## Task to complete
Repeat every entry word for word; omit all pictures.

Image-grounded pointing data

----

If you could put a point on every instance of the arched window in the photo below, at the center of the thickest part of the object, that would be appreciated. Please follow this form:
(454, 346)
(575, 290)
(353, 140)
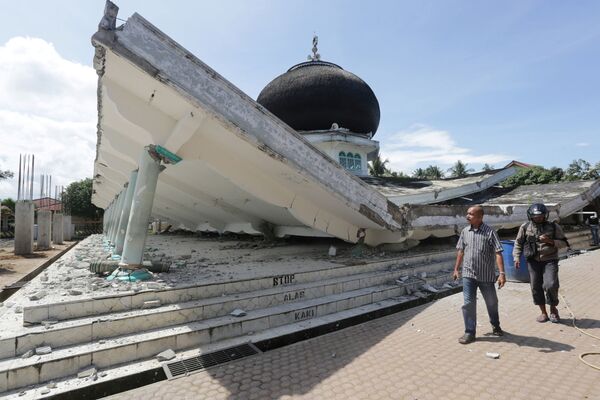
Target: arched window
(344, 159)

----

## Result for this task
If you could put a point on every instance of the arched window in the photo below, at the center of the thickest part of the object, that would be appreciated. Please follow this form:
(454, 346)
(575, 290)
(353, 140)
Target: arched window
(344, 159)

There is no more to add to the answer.